>> Begin

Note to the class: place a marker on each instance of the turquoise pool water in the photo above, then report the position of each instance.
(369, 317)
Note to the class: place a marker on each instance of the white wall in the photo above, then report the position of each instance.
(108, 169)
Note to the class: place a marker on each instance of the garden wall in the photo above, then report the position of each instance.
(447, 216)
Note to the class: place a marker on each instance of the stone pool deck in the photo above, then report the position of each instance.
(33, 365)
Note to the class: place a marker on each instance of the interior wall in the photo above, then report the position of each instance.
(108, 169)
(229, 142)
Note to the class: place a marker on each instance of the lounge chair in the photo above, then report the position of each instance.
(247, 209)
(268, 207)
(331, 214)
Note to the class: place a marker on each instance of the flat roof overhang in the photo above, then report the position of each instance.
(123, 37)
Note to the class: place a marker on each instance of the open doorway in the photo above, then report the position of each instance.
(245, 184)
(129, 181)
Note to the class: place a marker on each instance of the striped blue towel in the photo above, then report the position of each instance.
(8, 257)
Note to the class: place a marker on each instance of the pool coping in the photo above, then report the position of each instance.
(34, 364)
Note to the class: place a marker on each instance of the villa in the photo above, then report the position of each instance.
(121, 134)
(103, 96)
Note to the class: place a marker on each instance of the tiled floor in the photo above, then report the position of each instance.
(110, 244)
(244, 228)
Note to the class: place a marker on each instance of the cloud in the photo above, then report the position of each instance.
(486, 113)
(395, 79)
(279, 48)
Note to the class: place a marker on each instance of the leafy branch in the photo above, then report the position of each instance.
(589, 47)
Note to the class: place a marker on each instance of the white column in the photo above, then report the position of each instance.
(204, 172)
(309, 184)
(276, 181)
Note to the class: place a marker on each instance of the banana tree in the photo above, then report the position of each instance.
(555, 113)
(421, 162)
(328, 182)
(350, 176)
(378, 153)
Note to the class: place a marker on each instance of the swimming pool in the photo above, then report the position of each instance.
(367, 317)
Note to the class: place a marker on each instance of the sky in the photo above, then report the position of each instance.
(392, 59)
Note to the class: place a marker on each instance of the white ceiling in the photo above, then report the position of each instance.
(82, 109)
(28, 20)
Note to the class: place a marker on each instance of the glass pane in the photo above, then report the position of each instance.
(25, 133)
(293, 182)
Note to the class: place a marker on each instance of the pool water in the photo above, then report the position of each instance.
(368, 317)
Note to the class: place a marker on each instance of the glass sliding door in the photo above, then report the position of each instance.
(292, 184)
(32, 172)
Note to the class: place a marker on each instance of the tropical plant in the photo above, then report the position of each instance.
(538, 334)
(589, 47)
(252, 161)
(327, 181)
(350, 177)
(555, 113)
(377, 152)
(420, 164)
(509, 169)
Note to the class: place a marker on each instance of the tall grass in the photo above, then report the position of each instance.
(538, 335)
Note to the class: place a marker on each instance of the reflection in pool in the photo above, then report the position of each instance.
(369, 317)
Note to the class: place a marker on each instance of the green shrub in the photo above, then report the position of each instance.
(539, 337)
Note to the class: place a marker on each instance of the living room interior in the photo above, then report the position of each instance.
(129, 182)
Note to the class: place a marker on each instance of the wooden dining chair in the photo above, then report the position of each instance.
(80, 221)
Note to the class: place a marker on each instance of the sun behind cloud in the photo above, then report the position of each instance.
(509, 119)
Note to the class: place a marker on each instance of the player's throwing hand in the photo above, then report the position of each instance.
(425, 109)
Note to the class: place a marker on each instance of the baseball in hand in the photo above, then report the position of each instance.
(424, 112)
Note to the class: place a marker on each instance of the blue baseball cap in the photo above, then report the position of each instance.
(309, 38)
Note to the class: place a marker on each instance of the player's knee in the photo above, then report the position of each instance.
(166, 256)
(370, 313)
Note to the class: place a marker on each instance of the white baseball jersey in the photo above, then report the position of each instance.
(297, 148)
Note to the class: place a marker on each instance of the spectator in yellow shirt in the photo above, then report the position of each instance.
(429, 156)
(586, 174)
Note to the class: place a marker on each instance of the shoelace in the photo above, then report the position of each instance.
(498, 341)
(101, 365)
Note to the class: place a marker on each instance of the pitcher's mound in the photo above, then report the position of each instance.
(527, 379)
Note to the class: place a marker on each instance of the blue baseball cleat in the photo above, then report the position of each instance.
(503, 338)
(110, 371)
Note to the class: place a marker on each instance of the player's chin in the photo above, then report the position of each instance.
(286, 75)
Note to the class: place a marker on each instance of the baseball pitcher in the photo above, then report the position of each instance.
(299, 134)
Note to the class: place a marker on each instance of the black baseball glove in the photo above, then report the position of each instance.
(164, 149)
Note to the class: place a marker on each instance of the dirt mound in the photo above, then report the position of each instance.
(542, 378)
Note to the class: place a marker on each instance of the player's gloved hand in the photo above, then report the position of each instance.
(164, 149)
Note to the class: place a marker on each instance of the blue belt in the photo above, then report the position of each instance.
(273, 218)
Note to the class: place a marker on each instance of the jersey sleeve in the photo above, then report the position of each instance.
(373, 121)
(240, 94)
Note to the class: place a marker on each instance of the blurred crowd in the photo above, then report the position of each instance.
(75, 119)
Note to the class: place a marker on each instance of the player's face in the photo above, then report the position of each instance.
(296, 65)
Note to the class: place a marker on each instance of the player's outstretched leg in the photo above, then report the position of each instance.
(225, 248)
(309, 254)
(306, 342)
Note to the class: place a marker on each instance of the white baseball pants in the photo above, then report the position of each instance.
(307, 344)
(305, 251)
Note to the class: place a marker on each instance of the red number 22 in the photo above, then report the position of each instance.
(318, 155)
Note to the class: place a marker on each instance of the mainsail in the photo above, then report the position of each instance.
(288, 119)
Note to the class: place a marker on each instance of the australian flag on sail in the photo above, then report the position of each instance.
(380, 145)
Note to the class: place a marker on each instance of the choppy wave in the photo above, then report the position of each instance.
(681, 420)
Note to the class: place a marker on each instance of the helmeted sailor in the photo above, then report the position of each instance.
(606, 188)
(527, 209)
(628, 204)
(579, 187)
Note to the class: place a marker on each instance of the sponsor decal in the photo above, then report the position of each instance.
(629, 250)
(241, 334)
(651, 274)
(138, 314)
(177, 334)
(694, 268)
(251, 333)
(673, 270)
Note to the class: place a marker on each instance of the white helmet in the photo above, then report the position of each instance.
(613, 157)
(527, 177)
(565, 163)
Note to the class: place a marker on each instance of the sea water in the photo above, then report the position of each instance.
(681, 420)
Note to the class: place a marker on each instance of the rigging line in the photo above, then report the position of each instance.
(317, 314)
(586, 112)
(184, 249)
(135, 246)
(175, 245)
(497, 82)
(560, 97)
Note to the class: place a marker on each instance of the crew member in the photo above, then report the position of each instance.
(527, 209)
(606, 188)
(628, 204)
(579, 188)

>> End

• _Short task_
Take the entries above and transcribe them exactly.

• _Task response_
Note to the class: place a marker on each instance of the turquoise pool water in the photo above, then report the position of each instance.
(369, 317)
Note to the class: place a marker on each instance of the white wall in the photo above, then report the position of each instance.
(108, 169)
Note to the class: place a marker on each instance of the garden wall in the photo above, then report the position of each instance.
(447, 216)
Note to the class: place a marker on each instance of the stone pool deck in the photo above, then report the position of each instance.
(33, 365)
Note to the class: place a marker on each instance of the interior wall in the photo above, then report the position of each instance.
(108, 169)
(229, 142)
Note to the class: place a marker on each instance of the lounge chair in the photo above, then report the position of each instance.
(247, 209)
(268, 207)
(331, 214)
Note to the class: place a marker on each instance of the flat roof overhang in the photo above, then report the position of each instance.
(123, 37)
Note to the class: place a marker on each instance of the open doorway in the photo above, then report the position of each instance.
(245, 184)
(129, 181)
Note to the class: place a marker on each instance of the striped blue towel in the photo above, then report the position of each instance.
(8, 257)
Note to the class: place a marker on each instance of the pool coping in the photo above, then report the position of each instance.
(34, 364)
Note to the class: place a marker on each instance of the villa in the photo above, then report the position of each instance.
(121, 134)
(103, 96)
Note to the class: place a marker on each instance of the tiled floor in the photo above, then report the position of each instance.
(110, 244)
(244, 228)
Note to the class: place a marker on each instance of the cloud in the photo above, then report the position of each instance.
(486, 113)
(395, 79)
(279, 48)
Note to the class: place a marker on each instance of the leafy branch in the photo above, then report the position of each instance.
(589, 47)
Note to the class: place a marker on each instance of the white column in the photo above, then report the position of each instance.
(204, 172)
(309, 184)
(276, 181)
Note to the class: place a marker on each instance of the banana tree in the photo above, then report the position of each instance.
(555, 113)
(421, 162)
(328, 182)
(350, 176)
(378, 153)
Note to the class: place a marker on each instance of the swimming pool in the photo above, then report the position of each instance.
(367, 317)
Note to the class: place a marker on each instance of the sky in the photo above, then report the position of each instance.
(392, 59)
Note to the class: place a marker on each instance of the white ceiling in the photo above, then report the position of each instance.
(82, 109)
(28, 20)
Note to the class: place a marker on each instance of the glass pane in the photo above, then report the position of each instance.
(25, 133)
(293, 182)
Note to the class: place a marker on each instance of the pool water in the photo above, then report the position of each instance.
(368, 317)
Note to the class: place a marker on each instance of the glass sliding door in the photo above, then report the position of each instance.
(292, 184)
(32, 172)
Note to the class: place a marker on each instance of the tropical plant in the photo above, then report the position of each instance.
(538, 334)
(589, 47)
(252, 161)
(327, 181)
(350, 177)
(555, 113)
(377, 152)
(420, 164)
(509, 169)
Note to the class: place a marker on each instance of the tall grass in the photo above, then report the position of each instance.
(538, 335)
Note to the class: place a marker on each instance of the reflection in pool in the photo above, then report the position of each instance.
(369, 317)
Note to the class: place a marker on each instance of the green shrub in the photo above, then report the position of each instance.
(539, 337)
Note to the class: place a marker on each instance of the living room interior in the photo above, then report the position of each instance.
(129, 182)
Note to the class: place a marker on each instance of the wooden dining chair in the photo above, then report the position of each instance.
(80, 221)
Note to the class: place a marker on each instance of the sun behind cloud in the photo above, then report the position of each instance.
(509, 119)
Note to the class: place a marker on each instance of the player's throwing hand in the photo above, then report the position of each instance.
(425, 109)
Note to the class: place a marker on each instance of the baseball in hand in the photo above, then report the position of each instance.
(424, 112)
Note to the class: place a marker on each instance of the blue baseball cap in the photo above, then report the position of each instance.
(309, 38)
Note to the class: place a marker on each instance of the player's knee in the photo above, then report the position of each instance.
(166, 256)
(370, 313)
Note to the class: place a marker on each instance of the white baseball jersey in the photo above, then report the position of each instance.
(297, 148)
Note to the class: place a marker on each instance of the spectator in yellow shirt in the photo above, then report the position of each instance.
(429, 156)
(586, 174)
Note to the class: place a marker on each instance of the shoelace in the photo above, then report the position of each instance.
(498, 341)
(101, 365)
Note to the class: place a marker on each instance of the pitcher's mound in the photo above, then report the position of each instance.
(527, 379)
Note to the class: place a marker on each instance of the blue baseball cleat in the photo above, then report the position of each instance.
(503, 338)
(110, 371)
Note to the class: place a marker on each instance of the player's chin in the photo above, then report the position of each instance.
(286, 75)
Note to the class: place a marker on each instance of the baseball pitcher in the photo above, then report the position of each instance.
(299, 134)
Note to the class: place a marker on each instance of the black baseball glove in the photo above, then report the position of each instance.
(164, 149)
Note to the class: place a marker on each instance of the dirt mound in the photo above, then report the position of each instance.
(542, 378)
Note to the class: place a marker on each instance of the player's gloved hand in the photo above, then report the position of each instance.
(164, 149)
Note to the class: place a marker on each instance of the blue belt in the photo above, then report the position of each instance.
(273, 218)
Note to the class: place a marker on each instance of the jersey sleeve in the photo above, then report the position of each instance.
(373, 121)
(240, 94)
Note to the class: place a marker on each instance of the blurred crowd in the photo above, then report the position of each instance.
(75, 119)
Note to the class: place a marker on each instance of the player's face in the photo above, then report the position of each instance.
(296, 65)
Note to the class: place a marker on each instance of the player's outstretched leg in the photo above, then report the position of each instance.
(225, 248)
(309, 254)
(306, 342)
Note to the class: place a marker on each instance of the white baseball pants in the photo above, then report the position of each instance.
(307, 344)
(305, 251)
Note to the class: place a marker on each instance of the red number 22 in the photo above, then report the position of each instance.
(318, 155)
Note to the class: place a marker on each instance of the mainsail in the photo above, then report the position of each instance.
(288, 119)
Note to the class: place a marker on each instance of the australian flag on sail in the photo above, then report the position of each instance.
(380, 145)
Note to the class: place a marker on each instance of the choppy wave in the photo above, then report the position of each instance.
(681, 420)
Note to the class: place a marker on each instance of the helmeted sailor in the photo above, then report the position of each instance.
(606, 188)
(527, 209)
(628, 204)
(579, 187)
Note to the class: place a marker on each instance of the sponsor decal in the photo above, then report the position of each instance.
(629, 250)
(241, 334)
(651, 274)
(138, 314)
(177, 334)
(694, 268)
(251, 333)
(673, 270)
Note to the class: place a marker on each instance of the white helmet in the photo above, then report the position of each instance.
(613, 157)
(527, 177)
(565, 163)
Note to the class: place a marker on each instance of the sea water in the photo above, then report the position of each instance.
(681, 420)
Note to the class: place a marker on each instance of the rigging line in the photo above, then report the position of each instance.
(317, 314)
(586, 112)
(184, 249)
(135, 246)
(175, 245)
(497, 82)
(560, 97)
Note to the class: place a marker on each instance of the crew member in the photo above, then report the position of each instance.
(527, 209)
(606, 188)
(628, 204)
(579, 188)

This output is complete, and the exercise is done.